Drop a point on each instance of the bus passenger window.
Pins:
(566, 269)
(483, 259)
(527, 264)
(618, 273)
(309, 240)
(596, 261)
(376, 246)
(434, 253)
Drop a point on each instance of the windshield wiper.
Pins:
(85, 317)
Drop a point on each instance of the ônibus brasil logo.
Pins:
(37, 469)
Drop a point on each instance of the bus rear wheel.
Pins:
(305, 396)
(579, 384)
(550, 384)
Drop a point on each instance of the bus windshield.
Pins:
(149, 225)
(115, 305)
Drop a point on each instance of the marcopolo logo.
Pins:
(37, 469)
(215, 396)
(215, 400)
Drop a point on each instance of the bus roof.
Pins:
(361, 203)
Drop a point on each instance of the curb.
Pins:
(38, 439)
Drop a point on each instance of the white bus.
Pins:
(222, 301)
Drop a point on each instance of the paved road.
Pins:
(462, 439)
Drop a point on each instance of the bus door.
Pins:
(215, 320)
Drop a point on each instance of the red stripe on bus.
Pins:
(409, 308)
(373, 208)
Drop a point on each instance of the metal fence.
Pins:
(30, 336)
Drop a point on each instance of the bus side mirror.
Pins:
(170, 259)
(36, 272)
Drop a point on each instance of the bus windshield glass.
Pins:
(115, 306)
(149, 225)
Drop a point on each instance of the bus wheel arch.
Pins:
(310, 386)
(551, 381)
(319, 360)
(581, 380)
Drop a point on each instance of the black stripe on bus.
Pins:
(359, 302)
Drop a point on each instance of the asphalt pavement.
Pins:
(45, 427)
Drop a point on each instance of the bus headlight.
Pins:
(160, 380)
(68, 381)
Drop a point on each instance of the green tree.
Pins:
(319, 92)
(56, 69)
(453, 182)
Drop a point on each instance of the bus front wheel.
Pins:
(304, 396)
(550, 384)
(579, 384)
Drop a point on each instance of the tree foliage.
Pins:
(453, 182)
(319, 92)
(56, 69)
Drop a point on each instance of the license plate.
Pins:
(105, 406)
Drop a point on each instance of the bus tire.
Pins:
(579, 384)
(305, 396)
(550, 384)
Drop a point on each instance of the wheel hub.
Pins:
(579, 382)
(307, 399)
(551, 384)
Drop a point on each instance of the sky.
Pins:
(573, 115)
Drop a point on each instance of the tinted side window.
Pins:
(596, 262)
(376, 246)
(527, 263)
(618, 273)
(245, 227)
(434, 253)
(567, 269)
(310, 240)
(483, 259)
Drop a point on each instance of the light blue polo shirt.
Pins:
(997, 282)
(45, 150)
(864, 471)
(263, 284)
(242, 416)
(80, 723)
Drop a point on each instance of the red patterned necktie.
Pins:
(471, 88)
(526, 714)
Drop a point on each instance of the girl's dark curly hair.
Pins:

→ AIM OF THE TASK:
Repeat only the stretch of lines starting at the one containing "Drop a point on each instance of the tree" and running to the final line of the entries above.

→ RESPONSE TO THE EXERCISE:
Drop a point on each instance of the tree foliage.
Pins:
(453, 182)
(319, 92)
(56, 69)
Drop a point on each instance of the license plate.
Pins:
(105, 406)
Drop a point on each instance of the bus tire.
Pins:
(579, 384)
(305, 396)
(550, 384)
Drop a point on each instance of the wheel hub.
Pins:
(579, 382)
(307, 399)
(551, 384)
Drop a point on each instance of the sky.
Pins:
(573, 115)
Drop a point on each instance of the tinted side window.
Pins:
(596, 262)
(376, 246)
(527, 263)
(618, 273)
(245, 227)
(434, 253)
(567, 269)
(310, 240)
(483, 259)
Drop a point on each instance of the light blue polo shirt.
Pins:
(997, 282)
(45, 150)
(864, 471)
(263, 284)
(242, 416)
(80, 723)
Drop a point on each instance of the red patterned necktie.
Pins:
(471, 88)
(526, 714)
Drop a point on each instance of the girl's dark curly hair.
Pins:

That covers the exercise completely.